### Selected text

Malaria Dates Back to the Cretaceous
The disease malaria which is a mosquito-borne infectious disease of humans and other animals caused by parasitic protozoans belonging to the Plasmodium type, killed an estimated 438,000 people in 2015. The World Health Organisation (WHO) reports that there were some 214 million cases last year and currently, this debilitating and often fatal disease accounts for 40% of all public health spending in Africa. Although, our understanding of the parasite and its life cycle has greatly improved over the last five decades or so, fundamental questions still remain. For example, when did the malaria vectors first evolve? Was malaria a disease of insects that transferred to vertebrates or did this disease originate in some prehistoric land vertebrate, a dinosaur perhaps?
Writing in the scientific journal the “American Entomologist”, researcher George Poinar Junior, a specialist in palaeo-entomology, sets out new research that seeks to establish for how long malaria has been plaguing our planet. He concludes that the origins of the disease can be traced back to the Cretaceous, a time when the Dinosauria dominated terrestrial ecosystems. The research suggests that dinosaurs would have probably been amongst the Plasmodium parasites first vertebrate hosts.
Fossil Evidence (Biting Midge) with Evidence of Malaria Parasite Infection Preserved in Amber
Picture credit: Oregon State University
Fossils Preserved in Amber
The picture above shows a 100-million-year-old biting midge, preserved in amber from Myanmar (Burma). The black arrow indicates numerous oocysts of the malarial parasite Paleohaemoproteus burmacis.
Zoologist George Poinar has specialised in studying ancient insects and other members of the Order Arthropoda. Much of his work has focused on the study of micro-organisms preserved in fossilised tree resin (amber). Everything Dinosaur has written a number of articles highlighting his research over the years, back in 2008 we wrote about a book co-authored by Professor Poinar that proposed the dinosaur extinction event was brought about, in part, due to disease transmission from biting ticks, mites and insects.
To read more about this: Biting Bugs Brought About the Demise of the Dinosaurs.
The Origins of Malaria
Understanding how malaria evolved and its long-term relationship with hosts can help scientists when it comes to searching for vaccines and other measures to eradicate the disease. The fossil record such as biting insects preserved in amber can help researchers to establish a better understanding.
Professor Poinar explained:
“Scientists have argued and disagreed for a long time about how malaria evolved and how old it is. I think the fossil evidence shows that modern malaria vectored by mosquitoes is at least 20 million years old, and earlier forms of the disease, carried by biting midges, are at least 100 million years old and probably much older.”
The modern strains of malaria are thought to have evolved much more recently, sometime between 15,000 years ago to perhaps as far back as 8 million years ago, before hominins evolved. The modern form of malaria is carried by Anopheles mosquitoes, but Professor Poinar suggests that the ancestral forms may have been spread by other types of biting insect.
A Tertiary Mosquito Preserved in Amber with a Malarial Parasite Infection
Picture credit: Oregon State University
The photograph above shows the preserved remains of the mid-Tertiary mosquito Culex malariager preserved in Dominican amber. Professor Poinar identified gametes inside the mosquitoes body and oocysts of the malaria parasite Plasmodium dominicana in various stages of development. This research, conducted in 2005, provided the first fossil record of Plasmodium malaria, demonstrating that the genus was established in the Americas at least fifteen million years ago.

######
### Records provided

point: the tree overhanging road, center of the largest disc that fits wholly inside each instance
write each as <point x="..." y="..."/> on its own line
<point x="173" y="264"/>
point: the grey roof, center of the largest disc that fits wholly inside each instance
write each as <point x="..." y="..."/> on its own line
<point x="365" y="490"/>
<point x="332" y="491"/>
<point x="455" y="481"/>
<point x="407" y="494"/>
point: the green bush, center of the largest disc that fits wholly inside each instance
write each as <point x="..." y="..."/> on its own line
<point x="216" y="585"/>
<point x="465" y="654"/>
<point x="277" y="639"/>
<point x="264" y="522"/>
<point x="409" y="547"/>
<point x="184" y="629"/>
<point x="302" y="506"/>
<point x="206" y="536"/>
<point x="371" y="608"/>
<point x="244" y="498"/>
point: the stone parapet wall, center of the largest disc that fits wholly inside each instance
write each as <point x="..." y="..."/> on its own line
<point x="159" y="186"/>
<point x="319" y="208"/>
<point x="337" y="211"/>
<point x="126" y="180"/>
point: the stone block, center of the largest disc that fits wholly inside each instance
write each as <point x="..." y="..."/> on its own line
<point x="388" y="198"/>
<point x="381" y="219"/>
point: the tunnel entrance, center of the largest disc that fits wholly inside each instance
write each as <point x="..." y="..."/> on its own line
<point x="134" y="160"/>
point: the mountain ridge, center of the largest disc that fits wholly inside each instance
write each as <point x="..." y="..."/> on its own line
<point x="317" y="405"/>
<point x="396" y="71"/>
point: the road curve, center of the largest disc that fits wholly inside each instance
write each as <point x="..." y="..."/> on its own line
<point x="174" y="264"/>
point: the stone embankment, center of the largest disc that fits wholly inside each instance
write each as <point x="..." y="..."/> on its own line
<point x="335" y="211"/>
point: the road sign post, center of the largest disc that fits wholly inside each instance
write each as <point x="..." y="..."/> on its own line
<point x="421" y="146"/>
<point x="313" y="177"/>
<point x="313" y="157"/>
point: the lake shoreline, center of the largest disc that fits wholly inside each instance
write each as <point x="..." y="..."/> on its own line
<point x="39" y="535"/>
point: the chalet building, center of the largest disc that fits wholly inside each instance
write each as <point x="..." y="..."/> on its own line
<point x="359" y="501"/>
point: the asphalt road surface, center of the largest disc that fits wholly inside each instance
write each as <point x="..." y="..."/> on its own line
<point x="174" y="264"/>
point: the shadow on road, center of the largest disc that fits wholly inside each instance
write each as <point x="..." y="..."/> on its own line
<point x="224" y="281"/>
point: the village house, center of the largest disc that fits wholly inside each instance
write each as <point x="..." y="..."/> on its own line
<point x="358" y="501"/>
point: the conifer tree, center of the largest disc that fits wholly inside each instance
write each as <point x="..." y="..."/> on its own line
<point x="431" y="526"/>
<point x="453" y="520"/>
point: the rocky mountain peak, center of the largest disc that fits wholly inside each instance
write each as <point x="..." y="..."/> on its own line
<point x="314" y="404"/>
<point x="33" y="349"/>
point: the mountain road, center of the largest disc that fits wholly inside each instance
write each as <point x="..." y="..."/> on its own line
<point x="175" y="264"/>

######

:: What you will do ::
**1)** Answer these questions using the text on malaria's origins.
(a) How many people did malaria kill in 2015, by the estimate given?
(b) In what country was the amber holding the 100-million-year-old biting midge found?
(c) What mosquito species is preserved in Dominican amber?
**2)** From the text on malaria's origins, duplicate the part that opens with the words containing "Fossil Evidence (Biting" and closes with "parasite Paleohaemoproteus burmacis.".

:: Task-by-task outputs ::
**1)**
(a) About 438,000 people.
(b) Myanmar (Burma).
(c) Culex malariager.

**2)**
Fossil Evidence (Biting Midge) with Evidence of Malaria Parasite Infection Preserved in Amber
Picture credit: Oregon State University
Fossils Preserved in Amber
The picture above shows a 100-million-year-old biting midge, preserved in amber from Myanmar (Burma). The black arrow indicates numerous oocysts of the malarial parasite Paleohaemoproteus burmacis.